Tekst —
-----
Skocz do zawartości

E87 2.0i DSC,ciśnienie w oponach i inne problemy.


bumcia

Rekomendowane odpowiedzi

Witam.

Zaczynam żałować, że dałam się namówić koledze na BMW.

Fakt, ma swój styl, jest wygodne i fajnie się jeździ, ale przesiadka z poprzedniej totalnie bezawaryjnej Mazdy 3 jest dla mnie jak bolesne spotkanie z rzeczywistością.

Od kilku dni zastanawiam się nad sprzedażą auta i moja "Bumcia" dostaje ostatnią szansę na poprawę ;/

Lubię to auto, ale nie będę pracowała tylko na awarie.

Do rzeczy.

Mam to auto drugi miesiąc i działy się już takie rzeczy.

-narożnikiem korka wlewu oleju wywalało mi olej (zmieniłam korek było ok, ale raz zdarzyło się, że pociekło znowu)
-----
(Wiersze ze zbioru danych)

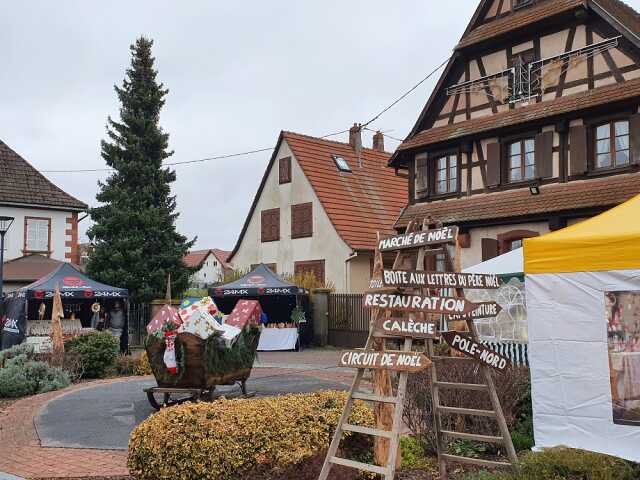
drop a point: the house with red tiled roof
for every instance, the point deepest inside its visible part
(534, 124)
(319, 207)
(45, 226)
(212, 264)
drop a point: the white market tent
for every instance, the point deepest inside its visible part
(583, 301)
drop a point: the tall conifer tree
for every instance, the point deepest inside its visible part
(136, 245)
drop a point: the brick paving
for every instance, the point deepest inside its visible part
(22, 454)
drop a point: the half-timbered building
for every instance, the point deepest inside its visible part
(532, 126)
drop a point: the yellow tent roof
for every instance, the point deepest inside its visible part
(610, 241)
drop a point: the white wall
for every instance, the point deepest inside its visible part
(14, 239)
(211, 272)
(473, 255)
(325, 244)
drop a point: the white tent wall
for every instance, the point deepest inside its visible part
(569, 361)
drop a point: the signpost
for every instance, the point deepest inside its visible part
(481, 310)
(464, 343)
(404, 327)
(397, 361)
(418, 239)
(419, 303)
(417, 279)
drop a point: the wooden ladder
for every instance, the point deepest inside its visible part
(487, 387)
(388, 471)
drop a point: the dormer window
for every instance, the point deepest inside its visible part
(341, 163)
(518, 4)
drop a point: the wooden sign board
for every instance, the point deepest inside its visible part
(419, 239)
(418, 303)
(464, 343)
(405, 327)
(415, 279)
(481, 310)
(396, 361)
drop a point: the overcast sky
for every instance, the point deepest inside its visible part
(238, 73)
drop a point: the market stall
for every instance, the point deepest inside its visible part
(86, 303)
(583, 301)
(286, 307)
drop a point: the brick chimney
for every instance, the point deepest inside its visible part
(378, 141)
(355, 137)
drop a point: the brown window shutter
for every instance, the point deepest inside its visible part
(422, 175)
(544, 155)
(285, 169)
(578, 150)
(493, 164)
(634, 139)
(490, 248)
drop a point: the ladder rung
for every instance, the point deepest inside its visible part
(475, 461)
(367, 431)
(372, 397)
(467, 411)
(441, 358)
(461, 386)
(359, 465)
(472, 436)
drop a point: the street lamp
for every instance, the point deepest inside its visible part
(5, 223)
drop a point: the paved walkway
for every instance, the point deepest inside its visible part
(24, 455)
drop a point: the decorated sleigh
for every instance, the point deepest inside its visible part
(194, 349)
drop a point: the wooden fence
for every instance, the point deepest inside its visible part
(348, 322)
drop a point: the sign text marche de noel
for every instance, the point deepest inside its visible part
(418, 239)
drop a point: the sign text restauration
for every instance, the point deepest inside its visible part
(418, 303)
(419, 239)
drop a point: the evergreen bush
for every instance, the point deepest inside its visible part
(235, 439)
(99, 352)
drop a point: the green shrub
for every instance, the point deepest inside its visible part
(16, 350)
(99, 352)
(21, 377)
(232, 439)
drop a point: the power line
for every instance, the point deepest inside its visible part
(403, 96)
(267, 149)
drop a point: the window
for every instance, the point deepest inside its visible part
(446, 174)
(302, 220)
(612, 144)
(270, 225)
(315, 266)
(522, 160)
(341, 163)
(37, 235)
(285, 170)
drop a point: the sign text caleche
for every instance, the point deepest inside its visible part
(418, 303)
(419, 239)
(412, 362)
(464, 343)
(405, 327)
(415, 279)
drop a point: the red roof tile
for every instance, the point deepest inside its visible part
(560, 197)
(21, 183)
(29, 268)
(550, 108)
(526, 16)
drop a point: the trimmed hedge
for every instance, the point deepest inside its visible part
(232, 439)
(99, 352)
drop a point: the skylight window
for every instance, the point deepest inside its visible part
(341, 163)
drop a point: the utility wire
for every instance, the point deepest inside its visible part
(259, 150)
(403, 96)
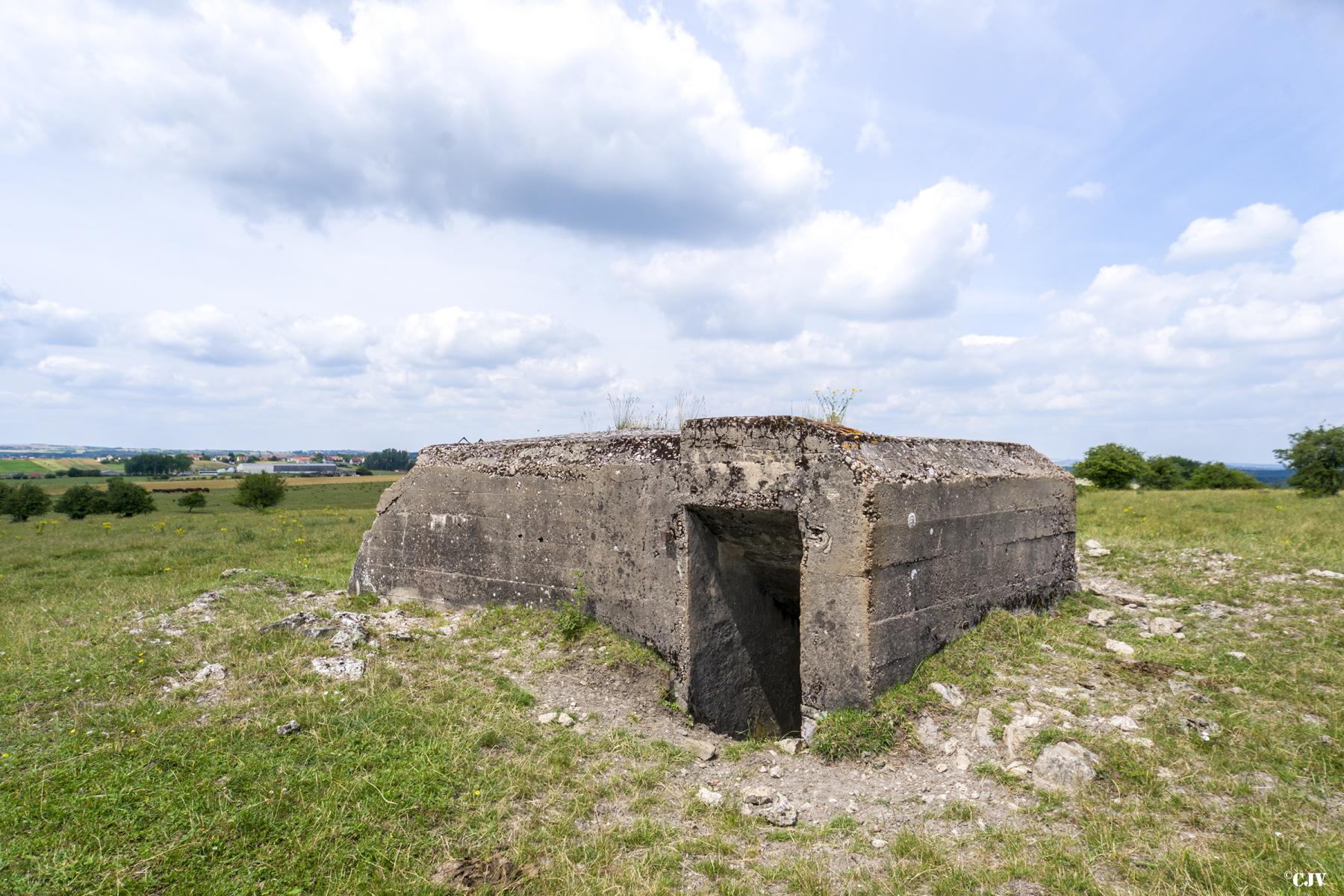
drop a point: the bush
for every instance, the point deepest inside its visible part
(1112, 467)
(1316, 458)
(128, 499)
(260, 491)
(851, 732)
(25, 501)
(81, 500)
(1219, 476)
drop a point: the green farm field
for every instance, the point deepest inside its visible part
(430, 774)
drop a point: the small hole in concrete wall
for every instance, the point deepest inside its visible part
(745, 593)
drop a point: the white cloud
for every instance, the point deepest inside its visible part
(977, 340)
(208, 335)
(1088, 191)
(1249, 230)
(570, 113)
(458, 337)
(910, 262)
(334, 346)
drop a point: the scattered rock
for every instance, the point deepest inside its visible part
(1066, 766)
(703, 750)
(951, 694)
(339, 668)
(1164, 625)
(757, 795)
(1206, 729)
(777, 812)
(210, 672)
(984, 729)
(927, 731)
(1015, 738)
(1100, 617)
(710, 797)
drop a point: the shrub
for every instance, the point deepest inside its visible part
(128, 499)
(1169, 472)
(1112, 467)
(260, 491)
(81, 500)
(851, 732)
(25, 501)
(1316, 458)
(193, 501)
(574, 618)
(1219, 476)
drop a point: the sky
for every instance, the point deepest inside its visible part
(312, 223)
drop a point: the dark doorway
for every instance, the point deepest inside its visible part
(745, 571)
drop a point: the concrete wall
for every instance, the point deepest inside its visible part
(781, 566)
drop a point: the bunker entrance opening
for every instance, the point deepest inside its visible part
(745, 586)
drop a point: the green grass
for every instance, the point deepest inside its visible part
(112, 785)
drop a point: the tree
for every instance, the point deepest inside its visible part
(1169, 472)
(1112, 467)
(158, 464)
(389, 460)
(128, 499)
(1316, 458)
(81, 500)
(25, 501)
(1219, 476)
(260, 491)
(193, 500)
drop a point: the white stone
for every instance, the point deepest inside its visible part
(951, 694)
(1164, 625)
(1065, 766)
(339, 668)
(1100, 617)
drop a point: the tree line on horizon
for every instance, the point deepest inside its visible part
(1315, 455)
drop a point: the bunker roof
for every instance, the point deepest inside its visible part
(874, 458)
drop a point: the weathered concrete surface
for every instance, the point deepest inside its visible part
(784, 567)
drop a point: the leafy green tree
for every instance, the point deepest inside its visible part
(158, 464)
(389, 460)
(260, 491)
(128, 499)
(1169, 472)
(1112, 467)
(1316, 458)
(25, 501)
(1219, 476)
(80, 501)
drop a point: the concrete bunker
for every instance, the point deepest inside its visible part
(784, 567)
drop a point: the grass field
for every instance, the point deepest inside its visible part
(109, 783)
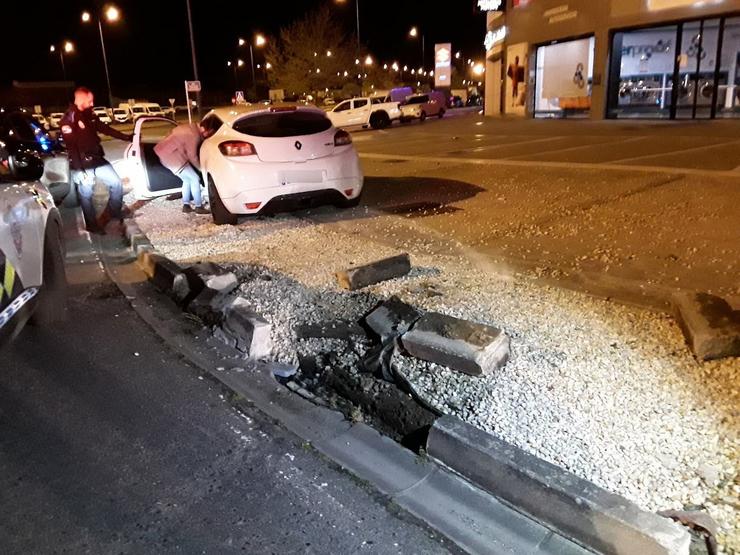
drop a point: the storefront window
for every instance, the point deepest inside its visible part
(728, 102)
(700, 56)
(563, 79)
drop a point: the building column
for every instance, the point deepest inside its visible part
(599, 88)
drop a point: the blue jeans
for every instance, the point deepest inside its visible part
(85, 186)
(190, 186)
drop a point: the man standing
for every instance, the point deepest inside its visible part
(178, 152)
(80, 128)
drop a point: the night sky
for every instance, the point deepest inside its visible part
(149, 50)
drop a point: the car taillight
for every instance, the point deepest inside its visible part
(342, 138)
(237, 148)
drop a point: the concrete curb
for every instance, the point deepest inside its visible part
(475, 512)
(468, 516)
(588, 514)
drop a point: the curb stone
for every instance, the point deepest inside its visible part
(581, 510)
(455, 506)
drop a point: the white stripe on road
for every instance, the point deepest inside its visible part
(555, 165)
(691, 149)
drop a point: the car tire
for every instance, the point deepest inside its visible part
(379, 120)
(221, 216)
(52, 302)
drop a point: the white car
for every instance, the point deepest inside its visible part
(33, 285)
(102, 113)
(121, 115)
(257, 156)
(422, 106)
(54, 119)
(377, 112)
(41, 119)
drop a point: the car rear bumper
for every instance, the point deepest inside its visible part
(240, 184)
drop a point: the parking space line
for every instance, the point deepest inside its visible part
(690, 149)
(622, 140)
(557, 165)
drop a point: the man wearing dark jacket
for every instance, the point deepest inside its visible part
(80, 128)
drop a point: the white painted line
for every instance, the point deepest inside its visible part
(555, 165)
(692, 149)
(622, 140)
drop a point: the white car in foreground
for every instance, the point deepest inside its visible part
(258, 156)
(32, 276)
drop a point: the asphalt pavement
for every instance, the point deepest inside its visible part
(112, 443)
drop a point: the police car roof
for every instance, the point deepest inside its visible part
(229, 114)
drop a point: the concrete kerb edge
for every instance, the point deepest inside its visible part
(325, 429)
(578, 509)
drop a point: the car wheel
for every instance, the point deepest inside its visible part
(221, 216)
(52, 303)
(379, 120)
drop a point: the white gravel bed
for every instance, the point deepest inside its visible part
(608, 392)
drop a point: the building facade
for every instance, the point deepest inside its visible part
(659, 59)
-----
Zadania do wykonania —
a – Wyjaśnij w jednym do trzech zdań, dlaczego według tekstu o BMW E87 wymieniono korek wlewu oleju.
b – Przepisz dosłownie fragment tekstu o BMW E87. Zacznij od miejsca ze słowami „Zaczynam żałować, że”, a zakończ po słowach „tylko na awarie.”.
Wpisy nie są do niczego potrzebne.

Wyniki —
a – Korek wymieniono, ponieważ jego narożnikiem wywalało olej. Po wymianie było dobrze, choć raz olej znowu pociekł.

b –
Zaczynam żałować, że dałam się namówić koledze na BMW.

Fakt, ma swój styl, jest wygodne i fajnie się jeździ, ale przesiadka z poprzedniej totalnie bezawaryjnej Mazdy 3 jest dla mnie jak bolesne spotkanie z rzeczywistością.

Od kilku dni zastanawiam się nad sprzedażą auta i moja "Bumcia" dostaje ostatnią szansę na poprawę ;/

Lubię to auto, ale nie będę pracowała tylko na awarie.